>> BEGIN THE RECORDS

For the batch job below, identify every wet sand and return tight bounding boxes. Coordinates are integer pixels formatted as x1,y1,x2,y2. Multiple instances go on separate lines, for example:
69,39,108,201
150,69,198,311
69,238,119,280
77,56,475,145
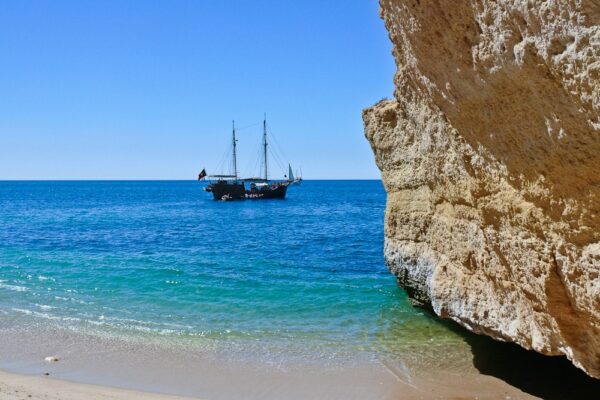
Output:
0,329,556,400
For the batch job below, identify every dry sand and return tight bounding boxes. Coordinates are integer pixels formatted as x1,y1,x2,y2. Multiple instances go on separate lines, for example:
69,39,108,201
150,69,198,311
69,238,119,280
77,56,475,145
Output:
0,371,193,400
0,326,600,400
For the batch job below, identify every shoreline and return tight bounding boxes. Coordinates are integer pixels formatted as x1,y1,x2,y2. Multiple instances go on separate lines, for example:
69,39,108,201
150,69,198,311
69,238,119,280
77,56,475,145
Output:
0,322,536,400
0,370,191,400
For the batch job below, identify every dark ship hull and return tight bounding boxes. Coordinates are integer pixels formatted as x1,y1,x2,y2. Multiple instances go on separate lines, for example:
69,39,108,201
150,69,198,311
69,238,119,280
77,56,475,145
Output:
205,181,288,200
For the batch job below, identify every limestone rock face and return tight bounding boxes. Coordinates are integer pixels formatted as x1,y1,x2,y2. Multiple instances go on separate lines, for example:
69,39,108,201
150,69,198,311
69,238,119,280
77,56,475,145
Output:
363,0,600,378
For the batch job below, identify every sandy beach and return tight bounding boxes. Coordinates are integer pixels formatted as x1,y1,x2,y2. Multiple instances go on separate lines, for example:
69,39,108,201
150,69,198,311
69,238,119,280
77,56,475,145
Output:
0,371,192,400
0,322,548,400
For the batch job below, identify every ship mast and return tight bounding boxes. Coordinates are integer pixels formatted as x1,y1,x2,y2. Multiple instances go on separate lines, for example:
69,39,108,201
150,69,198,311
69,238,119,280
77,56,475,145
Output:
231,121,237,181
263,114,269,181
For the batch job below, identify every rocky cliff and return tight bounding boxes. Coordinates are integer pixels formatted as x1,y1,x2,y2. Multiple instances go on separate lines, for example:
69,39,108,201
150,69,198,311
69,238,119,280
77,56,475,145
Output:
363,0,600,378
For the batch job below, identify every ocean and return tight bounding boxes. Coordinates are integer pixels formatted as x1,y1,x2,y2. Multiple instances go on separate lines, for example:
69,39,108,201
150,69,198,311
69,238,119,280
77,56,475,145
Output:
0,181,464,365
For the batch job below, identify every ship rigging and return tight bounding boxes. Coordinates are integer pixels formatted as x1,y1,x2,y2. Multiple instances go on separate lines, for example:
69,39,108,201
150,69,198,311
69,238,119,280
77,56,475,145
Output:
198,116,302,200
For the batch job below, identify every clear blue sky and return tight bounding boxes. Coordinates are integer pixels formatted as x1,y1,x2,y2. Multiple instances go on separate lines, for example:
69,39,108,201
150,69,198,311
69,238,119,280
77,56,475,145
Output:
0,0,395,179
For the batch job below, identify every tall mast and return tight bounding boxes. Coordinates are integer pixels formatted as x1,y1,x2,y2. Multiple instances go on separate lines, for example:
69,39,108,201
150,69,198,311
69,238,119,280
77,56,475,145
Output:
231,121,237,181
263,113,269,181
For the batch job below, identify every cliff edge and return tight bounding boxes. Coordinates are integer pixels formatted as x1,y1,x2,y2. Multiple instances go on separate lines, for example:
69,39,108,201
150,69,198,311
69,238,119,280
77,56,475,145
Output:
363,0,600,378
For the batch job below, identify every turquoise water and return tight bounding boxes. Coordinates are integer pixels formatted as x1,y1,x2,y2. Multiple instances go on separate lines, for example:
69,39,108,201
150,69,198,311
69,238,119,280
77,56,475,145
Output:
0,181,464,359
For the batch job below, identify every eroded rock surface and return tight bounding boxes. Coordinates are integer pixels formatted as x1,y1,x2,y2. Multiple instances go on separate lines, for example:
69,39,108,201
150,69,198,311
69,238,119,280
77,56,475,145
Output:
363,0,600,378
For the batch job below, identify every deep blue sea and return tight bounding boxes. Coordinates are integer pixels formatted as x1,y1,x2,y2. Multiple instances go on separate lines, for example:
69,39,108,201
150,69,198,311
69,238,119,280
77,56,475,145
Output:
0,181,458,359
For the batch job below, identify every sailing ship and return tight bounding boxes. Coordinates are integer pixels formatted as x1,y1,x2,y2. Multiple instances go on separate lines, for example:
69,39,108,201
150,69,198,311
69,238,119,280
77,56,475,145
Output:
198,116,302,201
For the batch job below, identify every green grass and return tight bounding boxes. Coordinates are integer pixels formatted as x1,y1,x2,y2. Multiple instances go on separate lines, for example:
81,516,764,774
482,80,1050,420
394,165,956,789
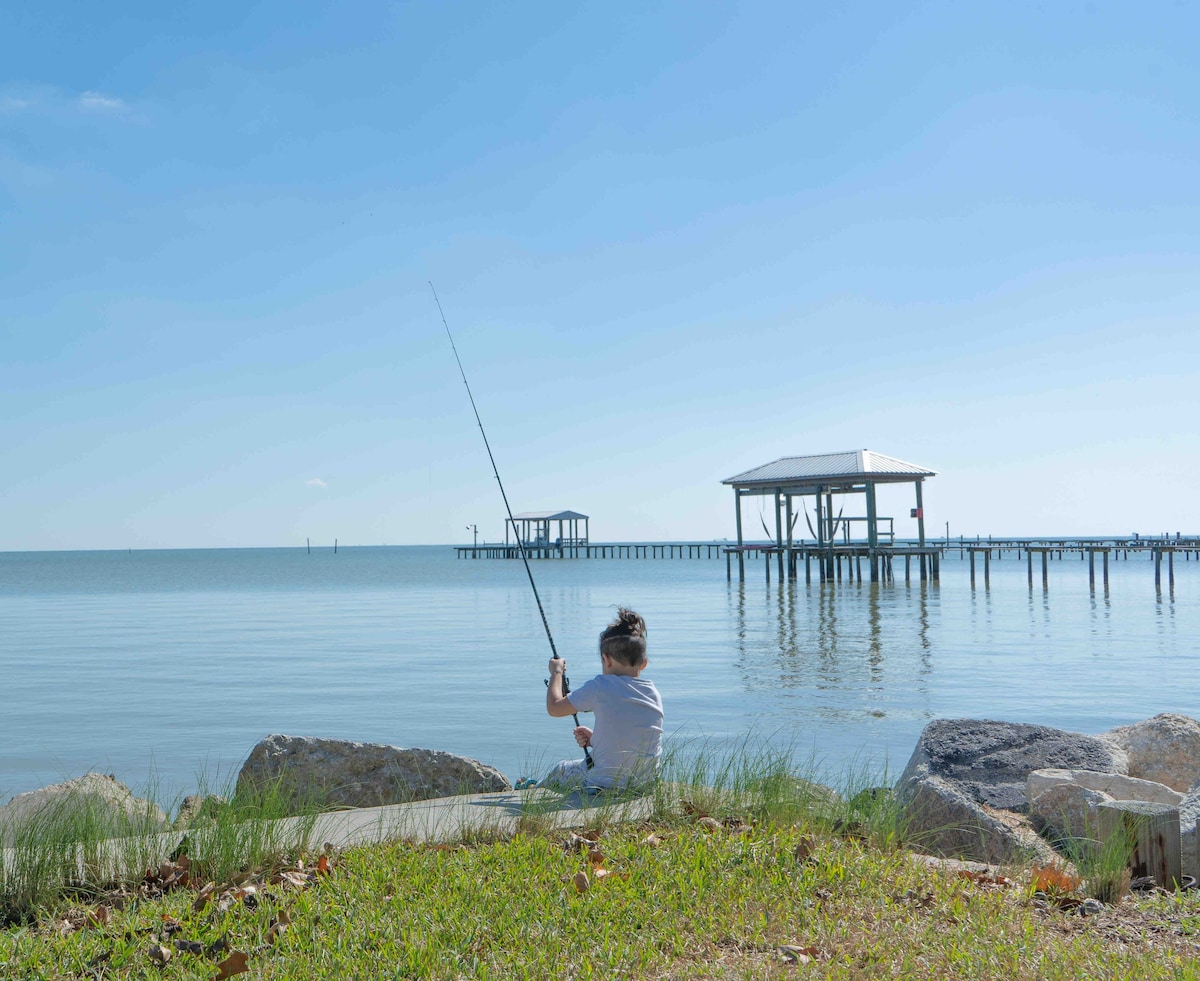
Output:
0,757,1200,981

>> END THE RECORDS
>> BEGIN THE RECORDS

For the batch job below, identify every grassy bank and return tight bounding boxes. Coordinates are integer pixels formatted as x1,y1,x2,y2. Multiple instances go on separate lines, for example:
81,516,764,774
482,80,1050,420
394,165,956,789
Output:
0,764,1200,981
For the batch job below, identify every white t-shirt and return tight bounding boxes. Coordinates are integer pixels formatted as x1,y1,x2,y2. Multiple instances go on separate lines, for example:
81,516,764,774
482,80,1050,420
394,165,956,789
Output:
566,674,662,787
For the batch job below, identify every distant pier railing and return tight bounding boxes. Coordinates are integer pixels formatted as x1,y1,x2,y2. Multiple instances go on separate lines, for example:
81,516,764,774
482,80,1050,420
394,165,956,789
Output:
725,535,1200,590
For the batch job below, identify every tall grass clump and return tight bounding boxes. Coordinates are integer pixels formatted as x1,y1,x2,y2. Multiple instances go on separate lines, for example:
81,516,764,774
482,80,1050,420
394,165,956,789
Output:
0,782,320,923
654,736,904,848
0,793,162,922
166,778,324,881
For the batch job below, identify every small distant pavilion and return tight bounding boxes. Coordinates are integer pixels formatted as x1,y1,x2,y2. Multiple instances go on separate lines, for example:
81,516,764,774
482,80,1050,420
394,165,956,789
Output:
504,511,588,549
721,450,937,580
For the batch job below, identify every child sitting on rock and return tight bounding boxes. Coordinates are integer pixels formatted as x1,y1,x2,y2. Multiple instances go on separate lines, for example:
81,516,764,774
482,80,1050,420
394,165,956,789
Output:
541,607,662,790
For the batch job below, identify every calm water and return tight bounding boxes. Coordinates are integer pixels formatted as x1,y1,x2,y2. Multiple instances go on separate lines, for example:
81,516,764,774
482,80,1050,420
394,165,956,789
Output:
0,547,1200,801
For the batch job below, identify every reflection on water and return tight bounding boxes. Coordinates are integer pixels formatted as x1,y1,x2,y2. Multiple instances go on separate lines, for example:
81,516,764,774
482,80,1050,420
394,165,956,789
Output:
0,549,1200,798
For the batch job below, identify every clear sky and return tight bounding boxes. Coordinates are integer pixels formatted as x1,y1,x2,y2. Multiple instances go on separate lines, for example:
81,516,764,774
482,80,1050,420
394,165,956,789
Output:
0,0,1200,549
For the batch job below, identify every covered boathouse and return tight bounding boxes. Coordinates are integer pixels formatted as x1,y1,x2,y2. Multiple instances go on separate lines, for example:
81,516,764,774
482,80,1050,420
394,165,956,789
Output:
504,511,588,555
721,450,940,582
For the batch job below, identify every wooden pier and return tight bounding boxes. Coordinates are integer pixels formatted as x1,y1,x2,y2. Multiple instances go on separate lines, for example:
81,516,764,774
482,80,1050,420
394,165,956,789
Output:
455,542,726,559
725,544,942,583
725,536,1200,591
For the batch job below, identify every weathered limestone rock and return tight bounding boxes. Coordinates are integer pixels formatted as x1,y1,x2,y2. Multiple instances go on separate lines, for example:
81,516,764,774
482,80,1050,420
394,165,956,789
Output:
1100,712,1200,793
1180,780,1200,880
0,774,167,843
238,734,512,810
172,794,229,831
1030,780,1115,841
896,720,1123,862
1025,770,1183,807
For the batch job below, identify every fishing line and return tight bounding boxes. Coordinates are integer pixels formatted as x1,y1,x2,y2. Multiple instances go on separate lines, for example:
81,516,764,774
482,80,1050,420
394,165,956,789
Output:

>> END THE RECORDS
>> BEGIN THE RECORDS

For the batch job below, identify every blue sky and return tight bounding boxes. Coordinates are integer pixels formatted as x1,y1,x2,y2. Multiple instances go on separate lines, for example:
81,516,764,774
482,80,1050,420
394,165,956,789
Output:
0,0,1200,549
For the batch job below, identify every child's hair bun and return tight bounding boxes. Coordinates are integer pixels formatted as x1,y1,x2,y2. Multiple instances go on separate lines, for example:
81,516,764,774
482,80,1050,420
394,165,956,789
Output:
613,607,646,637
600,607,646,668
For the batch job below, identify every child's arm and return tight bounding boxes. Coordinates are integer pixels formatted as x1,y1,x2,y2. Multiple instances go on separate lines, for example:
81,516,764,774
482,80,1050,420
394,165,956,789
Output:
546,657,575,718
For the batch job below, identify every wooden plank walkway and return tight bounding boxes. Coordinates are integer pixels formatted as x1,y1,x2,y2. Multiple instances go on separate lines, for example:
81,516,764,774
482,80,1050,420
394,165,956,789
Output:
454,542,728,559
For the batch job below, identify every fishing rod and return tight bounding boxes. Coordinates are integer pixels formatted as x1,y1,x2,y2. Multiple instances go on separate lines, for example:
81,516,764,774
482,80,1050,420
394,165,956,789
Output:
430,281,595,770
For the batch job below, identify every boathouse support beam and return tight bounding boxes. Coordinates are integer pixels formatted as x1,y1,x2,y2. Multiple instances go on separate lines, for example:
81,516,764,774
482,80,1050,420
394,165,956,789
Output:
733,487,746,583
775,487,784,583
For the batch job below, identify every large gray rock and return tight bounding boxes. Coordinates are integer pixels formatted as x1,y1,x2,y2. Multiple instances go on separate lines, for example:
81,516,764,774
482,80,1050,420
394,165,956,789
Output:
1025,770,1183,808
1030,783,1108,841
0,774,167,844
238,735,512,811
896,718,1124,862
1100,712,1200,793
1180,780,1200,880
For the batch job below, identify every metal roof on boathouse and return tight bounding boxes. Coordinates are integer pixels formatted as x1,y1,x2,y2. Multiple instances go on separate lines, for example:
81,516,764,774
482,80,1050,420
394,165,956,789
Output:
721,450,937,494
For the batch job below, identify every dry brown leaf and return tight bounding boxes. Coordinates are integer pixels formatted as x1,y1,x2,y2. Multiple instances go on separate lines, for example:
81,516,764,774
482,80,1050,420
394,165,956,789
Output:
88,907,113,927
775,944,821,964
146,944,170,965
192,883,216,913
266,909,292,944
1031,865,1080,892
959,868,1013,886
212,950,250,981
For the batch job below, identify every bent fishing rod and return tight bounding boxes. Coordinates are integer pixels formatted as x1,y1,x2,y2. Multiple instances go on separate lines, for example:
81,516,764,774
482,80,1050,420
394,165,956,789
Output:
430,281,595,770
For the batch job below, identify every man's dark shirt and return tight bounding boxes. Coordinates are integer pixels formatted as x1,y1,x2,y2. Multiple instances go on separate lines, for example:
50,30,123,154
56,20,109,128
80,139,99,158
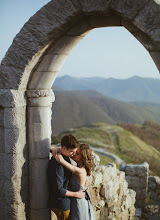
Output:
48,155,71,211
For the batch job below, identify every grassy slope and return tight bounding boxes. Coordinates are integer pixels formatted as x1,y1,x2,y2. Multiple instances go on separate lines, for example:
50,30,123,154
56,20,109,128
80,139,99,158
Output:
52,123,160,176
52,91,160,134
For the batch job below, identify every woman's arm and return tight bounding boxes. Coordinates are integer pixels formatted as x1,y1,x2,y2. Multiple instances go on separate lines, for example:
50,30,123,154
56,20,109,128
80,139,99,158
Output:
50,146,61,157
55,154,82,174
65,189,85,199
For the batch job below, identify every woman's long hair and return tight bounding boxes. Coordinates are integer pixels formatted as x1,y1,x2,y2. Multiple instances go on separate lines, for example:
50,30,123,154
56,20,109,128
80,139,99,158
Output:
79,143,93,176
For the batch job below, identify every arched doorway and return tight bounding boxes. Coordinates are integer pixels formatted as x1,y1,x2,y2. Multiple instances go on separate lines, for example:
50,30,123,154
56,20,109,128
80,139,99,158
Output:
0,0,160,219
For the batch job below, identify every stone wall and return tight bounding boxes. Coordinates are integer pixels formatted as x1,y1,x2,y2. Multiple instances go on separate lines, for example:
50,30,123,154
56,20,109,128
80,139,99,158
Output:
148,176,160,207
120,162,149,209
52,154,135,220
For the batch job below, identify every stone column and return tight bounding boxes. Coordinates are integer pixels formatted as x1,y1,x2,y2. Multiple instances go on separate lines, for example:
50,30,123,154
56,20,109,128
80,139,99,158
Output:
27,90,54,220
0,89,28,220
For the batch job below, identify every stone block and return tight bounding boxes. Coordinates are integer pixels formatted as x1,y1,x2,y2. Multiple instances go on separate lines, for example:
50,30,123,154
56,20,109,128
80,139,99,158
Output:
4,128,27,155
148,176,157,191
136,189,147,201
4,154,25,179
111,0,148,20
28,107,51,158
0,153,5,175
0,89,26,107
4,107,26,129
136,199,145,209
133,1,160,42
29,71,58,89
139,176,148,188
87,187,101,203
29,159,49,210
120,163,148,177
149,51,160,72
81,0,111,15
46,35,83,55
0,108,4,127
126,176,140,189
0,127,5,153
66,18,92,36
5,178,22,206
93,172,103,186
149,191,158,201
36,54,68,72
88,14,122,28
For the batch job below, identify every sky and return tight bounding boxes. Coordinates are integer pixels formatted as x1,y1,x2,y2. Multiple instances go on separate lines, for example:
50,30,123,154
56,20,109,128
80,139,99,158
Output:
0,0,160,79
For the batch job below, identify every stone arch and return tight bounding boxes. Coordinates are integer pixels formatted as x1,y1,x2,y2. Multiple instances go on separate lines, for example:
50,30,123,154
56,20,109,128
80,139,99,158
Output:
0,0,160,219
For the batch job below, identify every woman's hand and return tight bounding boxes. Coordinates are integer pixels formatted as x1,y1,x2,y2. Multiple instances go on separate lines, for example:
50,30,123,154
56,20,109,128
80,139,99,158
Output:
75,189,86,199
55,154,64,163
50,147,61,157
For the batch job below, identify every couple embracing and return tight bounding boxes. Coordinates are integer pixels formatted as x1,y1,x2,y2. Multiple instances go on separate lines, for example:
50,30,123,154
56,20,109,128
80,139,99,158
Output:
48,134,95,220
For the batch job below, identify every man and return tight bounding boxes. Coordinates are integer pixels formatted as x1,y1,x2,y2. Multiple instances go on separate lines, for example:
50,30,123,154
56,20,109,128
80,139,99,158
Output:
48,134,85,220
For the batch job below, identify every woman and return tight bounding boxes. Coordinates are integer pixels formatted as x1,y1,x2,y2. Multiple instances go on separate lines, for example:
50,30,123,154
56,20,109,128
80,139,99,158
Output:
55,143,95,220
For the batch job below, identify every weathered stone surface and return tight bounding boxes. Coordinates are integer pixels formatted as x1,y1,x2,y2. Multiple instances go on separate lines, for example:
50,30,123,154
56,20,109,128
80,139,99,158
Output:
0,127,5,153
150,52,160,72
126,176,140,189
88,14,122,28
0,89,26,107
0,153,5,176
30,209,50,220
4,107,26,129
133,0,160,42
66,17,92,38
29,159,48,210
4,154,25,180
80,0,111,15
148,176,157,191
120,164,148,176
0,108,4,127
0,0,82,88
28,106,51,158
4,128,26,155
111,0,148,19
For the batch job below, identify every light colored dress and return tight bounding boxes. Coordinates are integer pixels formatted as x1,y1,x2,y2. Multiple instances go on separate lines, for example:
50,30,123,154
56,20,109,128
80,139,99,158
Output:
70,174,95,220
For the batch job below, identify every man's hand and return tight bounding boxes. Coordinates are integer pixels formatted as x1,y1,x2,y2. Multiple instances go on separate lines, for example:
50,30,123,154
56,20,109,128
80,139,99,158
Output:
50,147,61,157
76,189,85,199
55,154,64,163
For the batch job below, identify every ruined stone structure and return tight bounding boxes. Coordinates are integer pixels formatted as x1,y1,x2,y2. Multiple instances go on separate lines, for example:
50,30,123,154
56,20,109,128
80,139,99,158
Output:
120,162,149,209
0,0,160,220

>> END THE RECORDS

Copy out the records verbatim, beginning with the line that contains "For the batch job below, identify every wet" and continuing through the line that contains "263,114,269,181", both included, and omit the pictures.

For the batch job below, identify every wet sand and return tight bounding boxes. Coordinates are integer pixels formatted as x1,y1,x2,y2. Multiple instances go on separate lines, for example:
69,39,108,201
150,69,198,311
69,238,119,280
77,56,475,145
Output:
0,329,556,400
For the batch job below, identify every dry sand and return tight bounding boxes. Coordinates are integer pixels formatted as x1,y1,x2,y2. Multiple instances go on separate lines, for example:
69,39,108,201
150,69,198,311
69,238,119,280
77,56,475,145
Output:
0,371,193,400
0,326,600,400
For the batch job below, identify every shoreline and return tight bounding boxes. Coordinates are integer pixels formatted as x1,y1,x2,y2. Multiple instances go on separate lines, for example:
69,39,108,201
150,69,198,311
69,238,119,280
77,56,475,145
Output:
0,322,536,400
0,370,191,400
For the batch job below, identify every dark ship hull and return tight bounding boxes. Coordinates are integer pixels formatted as x1,y1,x2,y2. Multiple instances go on separate lines, for example:
69,39,108,201
150,69,198,311
69,238,119,280
77,56,475,145
Output:
205,181,288,200
For the batch job below, identify every limestone rock face and return tight bounding boxes. Coordinates are integer pixels formatted as x1,y1,x2,y2. Multiple instances go on separate lines, for example:
69,39,108,201
150,69,198,311
69,238,119,280
77,56,475,145
Output:
363,0,600,378
For the batch job below, identify every sandy beach and return tight bounding boxes. Coordinates are integer pixels formatted as x1,y1,x2,y2. Multiple instances go on separate lines, for example:
69,39,108,201
150,69,198,311
69,238,119,280
77,56,475,145
Output:
0,371,192,400
0,322,548,400
For the batch job below, identify every ship mast and return tight bounding boxes. Coordinates are integer pixels formatted as x1,y1,x2,y2. Multiple instances go on separate lines, for example:
69,39,108,201
150,69,198,311
69,238,119,280
77,56,475,145
Output:
231,121,237,181
263,114,269,181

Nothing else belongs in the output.